Items from a dataset:
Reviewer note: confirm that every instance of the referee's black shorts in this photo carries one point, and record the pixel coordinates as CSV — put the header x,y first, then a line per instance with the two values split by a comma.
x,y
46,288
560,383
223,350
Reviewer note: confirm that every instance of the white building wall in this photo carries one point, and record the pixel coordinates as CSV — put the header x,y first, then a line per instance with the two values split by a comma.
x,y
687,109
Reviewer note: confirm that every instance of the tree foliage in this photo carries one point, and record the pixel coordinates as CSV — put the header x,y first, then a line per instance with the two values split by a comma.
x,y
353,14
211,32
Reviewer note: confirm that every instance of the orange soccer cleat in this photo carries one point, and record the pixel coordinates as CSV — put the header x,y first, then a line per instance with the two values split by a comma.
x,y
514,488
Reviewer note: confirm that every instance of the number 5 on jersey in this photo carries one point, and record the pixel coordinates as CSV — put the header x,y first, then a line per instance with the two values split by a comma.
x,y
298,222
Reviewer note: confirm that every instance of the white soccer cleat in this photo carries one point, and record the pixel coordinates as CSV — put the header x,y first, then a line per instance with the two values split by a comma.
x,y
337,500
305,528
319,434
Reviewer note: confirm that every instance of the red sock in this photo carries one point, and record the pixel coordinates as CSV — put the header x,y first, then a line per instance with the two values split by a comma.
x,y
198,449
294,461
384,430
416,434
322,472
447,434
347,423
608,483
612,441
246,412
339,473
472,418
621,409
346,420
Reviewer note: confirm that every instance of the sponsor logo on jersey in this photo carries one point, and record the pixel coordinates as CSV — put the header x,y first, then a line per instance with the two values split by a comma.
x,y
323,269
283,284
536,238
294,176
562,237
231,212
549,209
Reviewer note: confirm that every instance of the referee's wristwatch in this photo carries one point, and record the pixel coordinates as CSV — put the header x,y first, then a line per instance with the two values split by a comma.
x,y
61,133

_WHAT TO DO:_
Print all of the entries exactly as they appear.

_SOLVED EXERCISE:_
Reviewer note: confirm that every instance of the referee's black shorts in this photo carries one point, and record the pixel coordinates as CSV — put the header x,y first, then a line per instance with the two values split by a comma.
x,y
46,288
560,383
223,350
Reviewer note: confirm that every instance of the white building wall in this photo carries one point, and record the pixel coordinates as CSV — put the header x,y first, then a line per instance with the two values split by a comma.
x,y
687,109
Reviewer note: confirm that every instance of the tree foliage in this photo carries one point, and record the pixel coordinates as CSV — put the header x,y first, then a line per instance with the two values split by a comma.
x,y
353,14
211,32
Reviewer note: confirm that every instance of the orange soccer cleat in this photo carries one point, and record the pixel coordinates as CSV — put the header x,y first, then a line per instance with the two values split by a comma.
x,y
514,488
Reviewer note: confirm that every instance of the number 5 on jersey in this photo carries one point, and record the pixel coordinates as CSV — put the header x,y first, then a line per instance with the two values split by a comma.
x,y
298,222
Reviewer note: confirm that every instance of the white soccer cleat in this photo carries one point, and record the pixel coordinates as CSV — put the header x,y first, then a line per instance with the two values split by a comma.
x,y
337,500
305,528
319,434
Reviewer note: confirm that every instance of the red sock in this photo carries one point, and record the pixel coordinates as CSV — put the header x,y first, then a line per instance with the two values split by a comma.
x,y
198,449
294,461
384,430
416,434
322,472
447,434
347,423
608,483
612,441
246,412
339,473
472,418
621,409
346,420
Reviewer note: confirm that every instance of the sponsor logo on jersey in this photo carries one point, and record the pixel coordinates as CSV — put the header x,y first, then a line per instance with the two values split by a comma.
x,y
323,269
283,284
536,238
294,176
562,237
231,212
549,209
Reviewer note: confirm that every instance of the referee's wristwatch in this photo carries one point, and record the pixel coordinates as CSV — put the header x,y first, then a line per instance with the two values split by a comma.
x,y
61,133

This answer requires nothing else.